- [What is required]
In the travel story about the Namib Desert, what did the two fugitives use to hunt game after their rifles were confiscated?

- [Source]
---*---

Sunday, February 16, 2014

Desert Hideaway - Chasing fugitives in the Namib



A version of this story first appeared in the Sunday Times Travel Weekly


I searched for Henno Martin’s hiding place.  I drove deep into the Naukluft region of the Namib Desert, the wilderness he called the gramadoelas.  A landscape of tightly folded valleys, bent and twisted ravines and stingy scrub.  A place where animals cling to a tenuous, dry, desert life.  An empty place which, in the 1940s, had no roads and no maps and no reason for anyone to visit unless they were looking for two German fugitives.

Martin and his friend, Hermann Korn and their dog, Otto, hid here during the Second World War.  The two young geologists decided that it would be better to spend the war hiding in the desert than be interned as the enemy.  Nobody knew when the war would end, and anyway, it was a war the two friends wanted nothing to do with.

They hunted the sparse game in the area with a Luger hand-gun, their hunting rifles having been confiscated at the beginning of the war.  They learned, after many failures, to get close enough to the Gemsbok and Zebra that were their primary quarry to kill them.  In the quickly evaporating pools in the deep shade of a gorge, they found a way to harvest fish.  They tried, and failed, to plant a vegetable garden.  With a combination of resilience and resourcefulness they survived for two years in an environment where failure could mean death. 

In his book "The Sheltering Desert", Martin described this corner of Namibia as somewhere "the devil had created in an idle hour...an impressive and intimidating" place.

Somewhere between the Kuiseb and Gaub passes I slowed the car expecting to pick up some sign,  of where they built their shelter.   Over the brow of a low pass, built years after Martin’s adventure, I came upon a cairn.  Did this mark the spot?  I parked and looked down the slope.  There was a path, which I hoped would lead the way to the shelter.  The barely discernable scraping in the gravel braided several times and then petered out into the stony desert.

I looked back at the car high above me on the road.  Below, the small gully dropped into a ravine which led into another, forming a rocky and confusing labyrinth.

I followed the gully and then scrambled to the ravine to where the deep shadows of afternoon tempted me out of the heat.   To continue would be to lose sight of the car:  another turn this way and one that way and would I remember the way back?  I took a few more steps, hopping onto rocks and sliding on stones and halted just before the car disappeared from view.  Down the ravine I could see no order to the brokenness of the terrain, no obvious reference points:  a maze in which to get lost, a place in which to die.  Martin, Hermann and Otto, who nearly died after being gored by a gemsbok, survived somewhere near here until they had to move, fearing that their hideout had been discovered.  I wondered who might have discovered it in this impenetrable place.  I turned around and trudged back up the slope.

Disappointed, I drove on, slowly, scouring the rocky brown terrain for a sign of the hiding place, hoping that I would notice a clue.  Like the authorities of the time, I never found the shelter of Henno Martin and Hermann Korn.  They chose their hiding place well.

---*---

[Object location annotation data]
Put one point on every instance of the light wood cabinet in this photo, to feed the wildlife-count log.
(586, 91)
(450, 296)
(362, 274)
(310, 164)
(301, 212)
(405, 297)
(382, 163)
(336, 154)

---*---

- [Result]
A Luger hand-gun.